El asunto es que no es fácil saber por dónde empezar, sobre todo porque vivimos en un sistema que es profundamente insostenible (de ahí la insuficiencia del cambio individual y la necesidad del cambio colectivo y sistémico), y que por lo tanto hace que cualquier esfuerzo por acercarse a otras maneras de vivir impliquen un camino cuesta arriba. Pero eso, por supuesto, no es una excusa. La información bien respaldada y documentada abunda, las iniciativas de personas y colectivos que proponen alternativas son cada vez más visibles y nuestra participación en el proceso de construcción de sociedades sostenibles es inaplazable.

El primer paso es tan claro como incómodo: necesitamos observar nuestros hábitos cotidianos con la intención de entender mejor las múltiples maneras en las que se enlazan con la crisis ecológica, para así tener herramientas más cercanas para empezar a sumar, desde lo individual, a ese cambio colectivo que necesitamos si queremos que el planeta siga siendo viable, no solo para nosotros sino para todas las otras especies que también lo conforman. A continuación propongo tres puntos de partida:

La comida

Hay tanta evidencia de la conexión profunda entre nuestros hábitos alimenticios y la crisis climática y ecológica que a estas alturas ya ni siquiera debería ser tema de conversación.

El más reciente informe Planeta Vivo, publicado por WWF, concluye que las poblaciones de especies de vertebrados en el mundo han disminuido en promedio en un 68%, siendo Latinoamérica y el Caribe las zonas que más poblaciones han perdido, con un promedio del 94%. Y señala que “el sistema productivo de alimentos está detrás de gran parte de esta pérdida de biodiversidad”.

Digámoslo de otra manera: nuestra desconexión con lo que comemos y con todo lo que implica su producción, nuestra obsesión con el consumo excesivo de partes y secreciones de animales (que no solo requiere enormes tierras para criarlos sino otras más enormes para cultivar la soya con la que se los alimenta), nuestra preferencia por comestibles ultraprocesados y ultraempacados que se mantienen por meses en las estanterías, nuestro deseo de comer de todo, independientemente de si está o no en cosecha o se da o no en la zona en la que vivimos, son los principales motores de una aniquilación biológica que tarde o temprano amenaza con alcanzarnos a nosotros también.

────────

Transcribe del texto de arriba sobre nuestros hábitos y la crisis ecológica el fragmento que empieza con las palabras "El primer paso" y termina con "tema de conversación.".

(Filas de datos de anotación de recuadros)
────────

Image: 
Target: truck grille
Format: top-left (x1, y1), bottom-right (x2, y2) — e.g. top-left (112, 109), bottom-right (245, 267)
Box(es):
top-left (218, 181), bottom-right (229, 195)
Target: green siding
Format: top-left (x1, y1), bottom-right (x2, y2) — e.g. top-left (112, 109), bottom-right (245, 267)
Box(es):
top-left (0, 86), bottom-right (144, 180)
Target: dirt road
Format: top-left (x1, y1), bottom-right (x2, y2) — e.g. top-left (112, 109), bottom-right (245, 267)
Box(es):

────────

# Resultado del ejercicio
El primer paso es tan claro como incómodo: necesitamos observar nuestros hábitos cotidianos con la intención de entender mejor las múltiples maneras en las que se enlazan con la crisis ecológica, para así tener herramientas más cercanas para empezar a sumar, desde lo individual, a ese cambio colectivo que necesitamos si queremos que el planeta siga siendo viable, no solo para nosotros sino para todas las otras especies que también lo conforman. A continuación propongo tres puntos de partida:

La comida

Hay tanta evidencia de la conexión profunda entre nuestros hábitos alimenticios y la crisis climática y ecológica que a estas alturas ya ni siquiera debería ser tema de conversación.